TASK DETAILS: Select and copy each line of the listing below that contains the string "hockey", matching case exactly.

SUPPLIED ENTRIES:
↓↓↓
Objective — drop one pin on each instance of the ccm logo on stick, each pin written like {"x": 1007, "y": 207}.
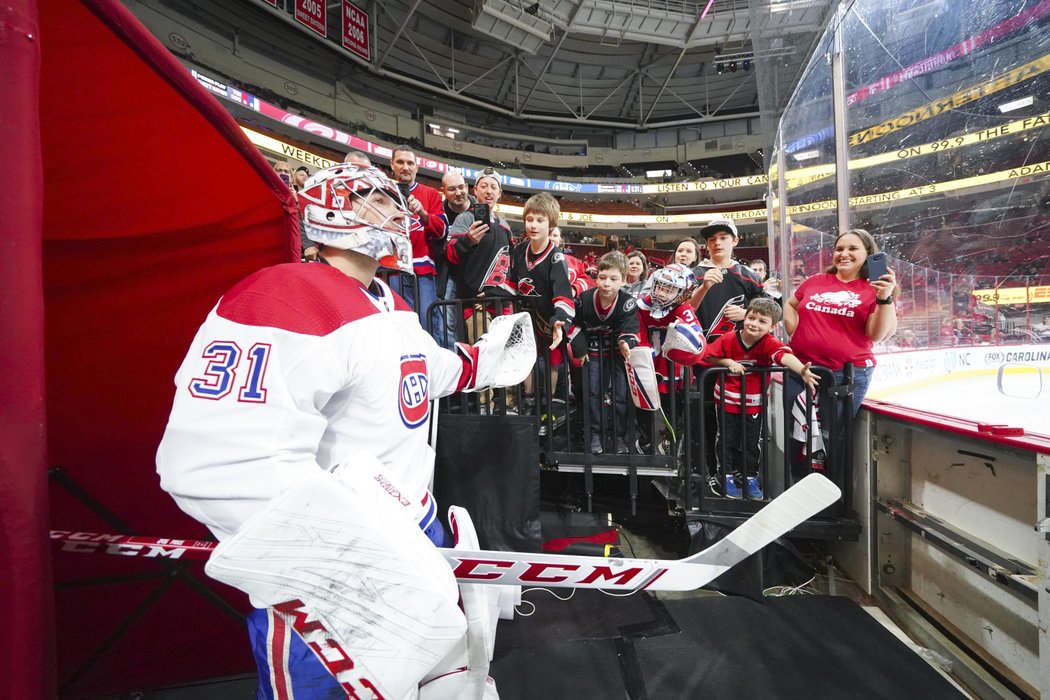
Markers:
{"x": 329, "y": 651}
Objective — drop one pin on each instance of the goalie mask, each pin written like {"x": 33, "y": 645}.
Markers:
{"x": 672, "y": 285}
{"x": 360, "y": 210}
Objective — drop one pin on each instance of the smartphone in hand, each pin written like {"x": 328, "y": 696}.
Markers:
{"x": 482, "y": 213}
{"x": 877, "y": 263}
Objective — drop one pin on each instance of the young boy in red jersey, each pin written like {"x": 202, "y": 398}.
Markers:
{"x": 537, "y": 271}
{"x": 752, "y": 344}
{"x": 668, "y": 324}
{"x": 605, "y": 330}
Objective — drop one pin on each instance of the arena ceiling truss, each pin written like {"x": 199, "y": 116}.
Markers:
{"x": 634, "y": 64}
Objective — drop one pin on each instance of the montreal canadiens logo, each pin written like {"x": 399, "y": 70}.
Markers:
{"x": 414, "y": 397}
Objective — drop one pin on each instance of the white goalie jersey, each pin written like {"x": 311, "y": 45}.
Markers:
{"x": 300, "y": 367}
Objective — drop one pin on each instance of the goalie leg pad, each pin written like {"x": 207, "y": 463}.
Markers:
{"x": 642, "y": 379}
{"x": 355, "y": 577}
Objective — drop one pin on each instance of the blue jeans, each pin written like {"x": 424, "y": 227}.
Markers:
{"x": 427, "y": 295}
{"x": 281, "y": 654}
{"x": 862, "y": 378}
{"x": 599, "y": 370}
↑↑↑
↓↓↓
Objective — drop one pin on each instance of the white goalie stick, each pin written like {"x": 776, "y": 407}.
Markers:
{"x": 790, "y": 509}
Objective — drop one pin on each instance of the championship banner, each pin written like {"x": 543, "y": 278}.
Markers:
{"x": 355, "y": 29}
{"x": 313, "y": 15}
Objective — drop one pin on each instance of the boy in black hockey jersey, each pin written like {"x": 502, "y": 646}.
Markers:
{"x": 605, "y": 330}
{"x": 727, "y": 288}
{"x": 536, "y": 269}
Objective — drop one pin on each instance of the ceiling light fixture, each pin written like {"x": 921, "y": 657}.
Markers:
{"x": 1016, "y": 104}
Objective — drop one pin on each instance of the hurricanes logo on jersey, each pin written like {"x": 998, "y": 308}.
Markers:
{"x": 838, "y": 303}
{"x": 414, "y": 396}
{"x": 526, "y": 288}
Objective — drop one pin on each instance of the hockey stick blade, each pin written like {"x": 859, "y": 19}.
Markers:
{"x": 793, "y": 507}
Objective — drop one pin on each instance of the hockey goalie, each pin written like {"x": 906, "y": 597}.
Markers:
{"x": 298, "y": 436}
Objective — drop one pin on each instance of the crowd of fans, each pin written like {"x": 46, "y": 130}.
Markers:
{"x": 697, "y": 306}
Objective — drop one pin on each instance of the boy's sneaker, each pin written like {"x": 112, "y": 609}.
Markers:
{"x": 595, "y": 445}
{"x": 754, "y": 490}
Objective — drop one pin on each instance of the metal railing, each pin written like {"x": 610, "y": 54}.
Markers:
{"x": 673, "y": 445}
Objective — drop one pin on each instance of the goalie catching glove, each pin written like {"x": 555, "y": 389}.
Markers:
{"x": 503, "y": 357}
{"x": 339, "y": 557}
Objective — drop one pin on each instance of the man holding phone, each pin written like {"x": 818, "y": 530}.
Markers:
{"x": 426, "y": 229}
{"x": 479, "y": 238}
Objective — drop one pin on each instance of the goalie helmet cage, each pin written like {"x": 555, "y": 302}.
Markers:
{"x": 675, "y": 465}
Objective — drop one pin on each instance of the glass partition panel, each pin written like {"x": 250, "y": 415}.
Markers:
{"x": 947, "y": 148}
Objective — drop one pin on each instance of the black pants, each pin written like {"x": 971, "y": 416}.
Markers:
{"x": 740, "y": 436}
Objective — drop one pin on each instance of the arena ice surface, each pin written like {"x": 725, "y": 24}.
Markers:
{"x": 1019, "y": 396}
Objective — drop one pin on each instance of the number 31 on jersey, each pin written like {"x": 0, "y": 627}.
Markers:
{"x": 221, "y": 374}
↑↑↑
COMPLETE RESPONSE:
Objective — drop one pin on each instance of the boy in black hockey jersey, each pin written like {"x": 502, "y": 646}.
Objective — drop one pin on each instance of the hockey stick blade, each pin written like {"x": 859, "y": 19}.
Objective — drop one pin on each instance of the hockey goalie, each pin written like {"x": 906, "y": 597}.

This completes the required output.